Hell’s Academy: A Review

Written by | Musings, Quick Reads

A group of people find themselves in hell and they need to know why they got there. So the play is made as a series flashbacks for the main characters. For a play lasting about three hours and about 25 people in the cast, it was quite a show.

The play is actually a musical of sorts. Yours truly generally avoids musicals because his simple mind cannot get why you should merge two art forms as primary elements. Hell’s Academy did not really change his mind but the music was good, and actually felt relevant. The music and vocal coordination were exemplary too, I think it would be safe to say I sat through a musical, of sorts. It, however, has very visible issues with continuity and some parts, the art appreciated, are illogical.

The plot connects a primary religious theme with numerous sub-themes including culture, politics, economy and complacency. The issues pointed out with continuity are easy to fix areas, the constraints of a live performance notwithstanding. The guy in front of me laughed exactly three times while another guy behind laughed so much at one point that he started screaming ‘aki wacheni!’ As someone who sheds tears when he laughs too hard, I totally understand him.

* [Excerpted data]:
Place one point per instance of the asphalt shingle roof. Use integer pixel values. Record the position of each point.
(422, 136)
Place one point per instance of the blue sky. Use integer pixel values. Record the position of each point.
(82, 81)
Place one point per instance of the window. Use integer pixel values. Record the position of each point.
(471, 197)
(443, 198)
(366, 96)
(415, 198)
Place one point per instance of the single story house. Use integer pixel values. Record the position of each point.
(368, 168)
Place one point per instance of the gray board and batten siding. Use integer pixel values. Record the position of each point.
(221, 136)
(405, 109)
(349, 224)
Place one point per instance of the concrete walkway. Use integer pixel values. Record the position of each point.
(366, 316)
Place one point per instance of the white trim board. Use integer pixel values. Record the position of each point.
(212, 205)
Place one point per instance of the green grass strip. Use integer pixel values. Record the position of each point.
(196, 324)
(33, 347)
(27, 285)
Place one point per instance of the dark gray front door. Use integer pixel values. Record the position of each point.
...
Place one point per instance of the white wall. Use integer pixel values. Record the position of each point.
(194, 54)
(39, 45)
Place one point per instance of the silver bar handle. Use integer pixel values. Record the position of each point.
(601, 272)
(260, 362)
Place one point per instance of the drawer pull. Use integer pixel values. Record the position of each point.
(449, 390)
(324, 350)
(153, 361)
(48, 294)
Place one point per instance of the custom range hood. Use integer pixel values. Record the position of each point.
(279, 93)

* [Activities]:
#1 In the review, roughly how long does the play last?
#2 Copy out everything in the review from "Written by |" down to "appreciated, are illogical.".

* [Solution set]:
#1 About three hours.

#2
Written by | Musings, Quick Reads

A group of people find themselves in hell and they need to know why they got there. So the play is made as a series flashbacks for the main characters. For a play lasting about three hours and about 25 people in the cast, it was quite a show.

The play is actually a musical of sorts. Yours truly generally avoids musicals because his simple mind cannot get why you should merge two art forms as primary elements. Hell’s Academy did not really change his mind but the music was good, and actually felt relevant. The music and vocal coordination were exemplary too, I think it would be safe to say I sat through a musical, of sorts. It, however, has very visible issues with continuity and some parts, the art appreciated, are illogical.